Asian stocks are likely to remain mildly negative for the rest of the session, but the price action looks corrective and is not signalling yet, an unwinding of the global recovery trade.
The US Dollar rises on corrective price action.
It is much the same story in currency markets, where trade concerns have become an excuse to pare back the recent rotation into more risk-seeking positioning. The dollar index climbed 0.43% overnight to 100.16, with the Japanese Yen and Euro notable losers in the basket. Similar price action was seen in the commodity and emerging markets space, where the US Dollar rose as peak-virus trades were reduced and recent profits booked.
Notably, the Australian Dollar failed overnight at its 100-day moving average at 0.6535 and traced out a double top at the sessions high of 0.6560. Trade concerns have seen the AUD/USD fall by 0.65% to 0.6475 today, and the o.6535 and 0.6560 levels now form strong resistance.
....................
- **AIM OF THE EXERCISE**: Write the next part of the market commentary on the US Dollar and Asian stocks, beginning after its final sentence about the AUD/USD resistance levels.

- **Stored data entries**:
....................
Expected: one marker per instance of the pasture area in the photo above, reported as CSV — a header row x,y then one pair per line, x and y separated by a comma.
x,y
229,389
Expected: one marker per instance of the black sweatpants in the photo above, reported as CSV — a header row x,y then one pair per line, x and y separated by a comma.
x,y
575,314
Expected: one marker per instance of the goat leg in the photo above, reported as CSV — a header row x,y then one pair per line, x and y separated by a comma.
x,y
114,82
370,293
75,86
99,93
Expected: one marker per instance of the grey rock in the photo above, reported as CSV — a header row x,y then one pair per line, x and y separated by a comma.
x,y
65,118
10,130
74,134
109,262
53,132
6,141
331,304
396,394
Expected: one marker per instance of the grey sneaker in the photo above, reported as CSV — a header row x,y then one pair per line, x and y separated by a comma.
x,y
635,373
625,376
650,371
....................
- **TASK ANSWER**:
Notably, the Indonesian Rupiah continues to outperform. It is climbing yet again this morning with USD/IDR falling from 15,122.00 to 14,932.00 in the past 24 hours. Given that Indonesia is considered one of the most vulnerable countries to the coronavirus pandemic recession, the performance of the IDR is notable. It has now recovered nearly 65% of its March losses. With no sign of the IDR rally running out of steam, this may suggest that the peak-virus trade globally, still has some distance to run, intra-day hiccups aside.
Oil ignores Saudi Arabia and corrects lower. WTI futures expiry to be a damp squib.
One asset class that might be running on empty at these lofty levels could be oil. Both Brent crude and WTI eased overnight even as Saudi Arabia announced an additional 1 million barrel per day production cut, with Kuwait and the UAE also chipping in with small cuts of their own. Unilateral action by Saudi Arabia, the world’s swing producer should have been bullish, but instead, oil prices fell. Traders may have one eye on the expiry of the June WTI Nymex contract today after the carnage of the May expiry.
Brent crude notably failed at its 50-day moving average overnight at $29.30 a barrel, finishing the session 1.80% lower at $27.95 a barrel. It has eased another 1.0% in Asia to $27.60 a barrel. The region between $29.50 and $30.00 a barrel looms as formidable resistance for Brent now. A break of $26.00 a barrel implies a deeper correction is ahead.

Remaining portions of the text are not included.